# JUST ARRIVED! 2011 Anonimo Marlin Bronze Watch Model #7001-bnz-grn-dial



## abouttime (Jul 16, 2008)

We are told that this will be the only one we get they are so limited!

Its a real beauty! I dont know if I should wear it or make love to it?? ;-)

 *Anonimo Marlin Bronze Watch* *
Model #7001-bnz-grn-dial

* *Movement Automatic, caliber Anonimo 01.0 on base SELLITA SW200 with rotor manufactured upon Anonimo specifications; 21 jewels, colimaçon finish, adjusted 4 positions, 28.800 A/h. Power reserve about 40 hours. Functions Hours, minutes, central seconds; date window. Watch Case Sand-blasted and satinated special bronze alloy. Dimensions: maximum length mm 55.50, maximum diameter crown included mm 52.50, nominal diameter mm 46.50, maximum thickness mm 15.50; wrist strap 24.00/20.00 mm. Monobloc construction in which a sole element works as central part of the case (carrure) and back cover, closed by one bezel on the upper side. Bezel closing is ensured by tie rods and five external stainless steel Thorx screws. Great dimension screw locked stainless steel crown at h. 4 for comfortable hold. Automatic helium expulsion valve at h. 10 to be used in pressurized hyperbaric chambers in overpressure conditions. Extra thick domed sapphire crystal. Wrist strap is provided with hexagon-headed security screws and one lower screw with shaped head. This last screw allow the access for the release of the widing stem; a specific tool is required to unscrew it. Water Resistance 150 ATM Dial Oversized and extra thick dial with hour indexes treated with luminous coating for superior day/night readability. Hands treated with luminous coating. Date window. Wriststrap Manufactured and hand finished in patented Kodiak process calfskin to allow for extended immersion in fresh and sea water (24 continuous hours). Exclusive Anonimo stainless steel buckle or stainless steel folding clasp with security push button. Anonimo Marlin Bronze Watch - model 7001-bnz Green Dial*

*Retail Price $7,700.00

*






*
*​You can view this model and all other Anonimo watches at New Genuine Anonimo Watches from About Time

Contact me at [email protected] or 949-429-4290 if you are interested in this beauty!

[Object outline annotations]

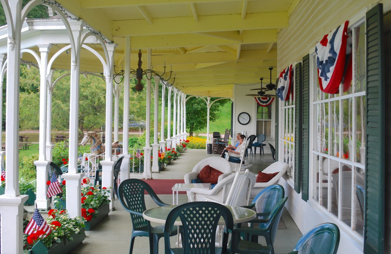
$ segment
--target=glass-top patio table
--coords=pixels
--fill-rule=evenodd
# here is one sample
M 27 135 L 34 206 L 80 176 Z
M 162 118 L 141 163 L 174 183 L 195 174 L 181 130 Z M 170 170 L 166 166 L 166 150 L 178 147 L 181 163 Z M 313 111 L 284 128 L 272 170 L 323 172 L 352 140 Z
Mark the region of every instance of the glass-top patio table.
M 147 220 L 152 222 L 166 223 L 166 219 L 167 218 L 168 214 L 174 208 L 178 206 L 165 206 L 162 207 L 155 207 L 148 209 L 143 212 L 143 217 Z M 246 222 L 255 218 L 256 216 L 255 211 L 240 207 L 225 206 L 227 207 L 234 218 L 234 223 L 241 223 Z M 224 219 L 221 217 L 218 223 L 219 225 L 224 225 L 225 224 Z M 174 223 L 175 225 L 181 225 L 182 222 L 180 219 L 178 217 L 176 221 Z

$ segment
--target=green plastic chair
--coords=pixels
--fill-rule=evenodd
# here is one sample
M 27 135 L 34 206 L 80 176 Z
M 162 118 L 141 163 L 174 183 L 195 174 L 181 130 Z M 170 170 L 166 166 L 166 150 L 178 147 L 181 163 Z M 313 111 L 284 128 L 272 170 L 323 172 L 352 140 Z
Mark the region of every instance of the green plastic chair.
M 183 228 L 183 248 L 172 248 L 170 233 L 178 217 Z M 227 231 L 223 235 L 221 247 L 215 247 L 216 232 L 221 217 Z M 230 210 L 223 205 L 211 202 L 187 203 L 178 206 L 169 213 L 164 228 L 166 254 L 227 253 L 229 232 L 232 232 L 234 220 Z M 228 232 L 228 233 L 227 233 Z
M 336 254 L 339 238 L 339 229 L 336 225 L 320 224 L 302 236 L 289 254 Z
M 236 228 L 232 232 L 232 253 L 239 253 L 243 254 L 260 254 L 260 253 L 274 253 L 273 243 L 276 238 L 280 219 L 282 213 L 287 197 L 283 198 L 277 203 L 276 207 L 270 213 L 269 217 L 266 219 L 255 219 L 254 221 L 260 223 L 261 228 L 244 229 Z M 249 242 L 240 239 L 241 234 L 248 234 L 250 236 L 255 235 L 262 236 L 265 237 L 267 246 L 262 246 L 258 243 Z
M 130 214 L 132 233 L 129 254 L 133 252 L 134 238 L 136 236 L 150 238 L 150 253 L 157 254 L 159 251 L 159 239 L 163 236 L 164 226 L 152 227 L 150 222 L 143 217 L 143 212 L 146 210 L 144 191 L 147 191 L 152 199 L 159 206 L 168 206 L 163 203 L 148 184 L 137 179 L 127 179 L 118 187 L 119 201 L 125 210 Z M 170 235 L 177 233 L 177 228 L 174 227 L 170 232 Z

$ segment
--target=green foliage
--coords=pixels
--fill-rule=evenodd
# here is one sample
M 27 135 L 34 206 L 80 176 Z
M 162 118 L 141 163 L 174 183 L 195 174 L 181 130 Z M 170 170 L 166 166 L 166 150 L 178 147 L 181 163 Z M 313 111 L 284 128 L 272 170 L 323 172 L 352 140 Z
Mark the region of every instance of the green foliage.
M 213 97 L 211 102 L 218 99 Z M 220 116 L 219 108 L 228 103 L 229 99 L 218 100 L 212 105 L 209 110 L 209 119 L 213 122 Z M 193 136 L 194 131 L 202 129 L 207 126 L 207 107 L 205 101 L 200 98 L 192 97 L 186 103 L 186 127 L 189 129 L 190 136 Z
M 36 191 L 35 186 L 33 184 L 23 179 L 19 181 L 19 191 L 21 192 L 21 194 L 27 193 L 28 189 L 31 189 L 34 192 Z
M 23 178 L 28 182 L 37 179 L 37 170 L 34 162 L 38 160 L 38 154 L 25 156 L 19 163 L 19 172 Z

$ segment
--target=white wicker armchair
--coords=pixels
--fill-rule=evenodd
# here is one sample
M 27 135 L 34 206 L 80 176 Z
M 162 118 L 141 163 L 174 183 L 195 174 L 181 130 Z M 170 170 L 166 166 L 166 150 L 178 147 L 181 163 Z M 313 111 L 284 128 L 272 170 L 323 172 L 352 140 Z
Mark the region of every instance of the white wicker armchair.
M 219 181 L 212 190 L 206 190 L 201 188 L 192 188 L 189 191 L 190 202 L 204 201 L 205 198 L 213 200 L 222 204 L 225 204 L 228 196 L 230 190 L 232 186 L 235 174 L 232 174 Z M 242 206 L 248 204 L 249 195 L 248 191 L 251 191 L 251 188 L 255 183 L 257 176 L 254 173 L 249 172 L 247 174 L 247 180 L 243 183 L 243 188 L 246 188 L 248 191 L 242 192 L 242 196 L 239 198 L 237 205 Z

• **Task set**:
• a. Reproduce the rows verbatim, starting at the beginning of the rows and ending at the line containing "M 147 220 L", both ends included, and omit the pictures from your answer.
• b. Proceed with the forum post on the Anonimo Marlin Bronze watch from the point at which it stops.

• **Task answers**:
• a.
$ segment
--target=glass-top patio table
--coords=pixels
--fill-rule=evenodd
# here is one sample
M 27 135 L 34 206 L 80 176 Z
M 162 118 L 141 163 L 174 183 L 195 174 L 181 130 Z M 170 170 L 166 166 L 166 150 L 178 147 L 181 163 Z M 313 111 L 284 128 L 272 170 L 323 172 L 352 140 Z
Mark the region of every instance of the glass-top patio table.
M 147 220 L 152 222 L 166 223 L 166 219 L 167 218 L 168 214 L 174 208 L 178 206 L 165 206 L 162 207 L 155 207 L 148 209 L 143 212 L 143 217 Z M 246 222 L 255 218 L 256 216 L 255 211 L 240 207 L 225 206 L 227 207 L 234 218 L 234 223 L 241 223 Z M 224 219 L 221 217 L 218 223 L 219 225 L 224 225 L 225 224 Z M 174 223 L 175 225 L 181 225 L 182 222 L 180 219 L 178 217 L 176 221 Z

• b.
----------



## phunky_monkey (Dec 9, 2008)

Such a winning combo - beautiful!


----------



## timefleas (Oct 10, 2008)

Love the look, hate the price--too bad Anonimo is distancing itself from its very small client base....it would be great to see them come out with some real lookers at lower prices than ever before, rather than heading in the opposite direction....nearing $8K, there are a lot of other really great options available...


----------



## abouttime (Jul 16, 2008)

I hear what you are saying about the price but have you ever looked at the fit and finish on these models? They really are HAND CRAFTED.. and this case is solid uni-construction bronze alloy.. it is the old story you get what you pay for and the higher end Anonimo watches are built with exceptional quality.


----------



## timefleas (Oct 10, 2008)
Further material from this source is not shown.